*Exercise set:*
• a. Please reproduce the text on Nigeria's constitution below from "Nigeria constitution" up to and including "Constitution of 1954.".
• b. Condense the paragraph beginning "Nigeria's structure and composition" in the text on Nigeria's constitution below, keeping its main facts.

The Constitution of Nigeria is the written supreme law of the Federal Republic of Nigeria. Nigeria has had many constitutions. Its current form was enacted on 29 May 1999 and inaugurated the Fourth Nigerian Republic.

Nigeria constitution 
Nigeria's structure and composition are a legacy of British colonial rule. It has over 374 multilingual groups with different cultures and traditions. This diversity contributes to Nigeria being "one of the world's most deeply divided countries" with rampant political corruption. As a result, Nigeria has undergone many attempts to form an effective constitution. These efforts include civilian and military rule, centrifugal and centralized federalism, presidential and parliamentary systems, and other political institutions.

An Order in Council enacted Nigeria's first constitutions during the colonial era when the country was administered as a Crown Colony. These constitutions include the Clifford Constitution of 1922, the Richards Constitution of 1946, the Macpherson Constitution of 1951, and the Lyttleton Constitution of 1954.

*Data supplied:*
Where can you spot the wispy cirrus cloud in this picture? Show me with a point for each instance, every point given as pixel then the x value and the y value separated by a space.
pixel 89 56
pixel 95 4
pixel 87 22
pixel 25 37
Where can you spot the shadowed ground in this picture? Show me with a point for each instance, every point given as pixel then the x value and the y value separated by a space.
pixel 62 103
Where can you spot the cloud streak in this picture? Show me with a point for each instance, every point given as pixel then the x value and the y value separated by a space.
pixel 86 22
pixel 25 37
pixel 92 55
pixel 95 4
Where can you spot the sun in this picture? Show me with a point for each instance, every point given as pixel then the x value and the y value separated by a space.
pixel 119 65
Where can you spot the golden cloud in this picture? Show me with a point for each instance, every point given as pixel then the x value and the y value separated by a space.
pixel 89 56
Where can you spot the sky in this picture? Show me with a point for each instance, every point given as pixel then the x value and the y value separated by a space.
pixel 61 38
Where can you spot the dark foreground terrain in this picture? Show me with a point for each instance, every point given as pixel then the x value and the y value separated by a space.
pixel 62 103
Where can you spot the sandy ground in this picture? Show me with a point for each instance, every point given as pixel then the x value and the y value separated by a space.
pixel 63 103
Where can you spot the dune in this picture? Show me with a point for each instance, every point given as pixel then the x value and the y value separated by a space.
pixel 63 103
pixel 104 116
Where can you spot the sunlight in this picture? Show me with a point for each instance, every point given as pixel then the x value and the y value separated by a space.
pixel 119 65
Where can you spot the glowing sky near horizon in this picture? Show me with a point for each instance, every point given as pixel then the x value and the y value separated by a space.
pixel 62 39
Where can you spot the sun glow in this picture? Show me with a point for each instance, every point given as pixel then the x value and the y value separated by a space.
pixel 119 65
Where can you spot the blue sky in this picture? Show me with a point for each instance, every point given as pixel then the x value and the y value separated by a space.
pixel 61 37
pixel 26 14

*List of solutions:*
• a.
Nigeria constitution 
Nigeria's structure and composition are a legacy of British colonial rule. It has over 374 multilingual groups with different cultures and traditions. This diversity contributes to Nigeria being "one of the world's most deeply divided countries" with rampant political corruption. As a result, Nigeria has undergone many attempts to form an effective constitution. These efforts include civilian and military rule, centrifugal and centralized federalism, presidential and parliamentary systems, and other political institutions.

An Order in Council enacted Nigeria's first constitutions during the colonial era when the country was administered as a Crown Colony. These constitutions include the Clifford Constitution of 1922, the Richards Constitution of 1946, the Macpherson Constitution of 1951, and the Lyttleton Constitution of 1954.

• b. Nigeria's structure and composition come from British colonial rule. Its more than 374 multilingual groups, with different cultures and traditions, help make it "one of the world's most deeply divided countries," with rampant political corruption. As a result, Nigeria has made many attempts at an effective constitution, including civilian and military rule, centrifugal and centralized federalism, presidential and parliamentary systems, and other political institutions.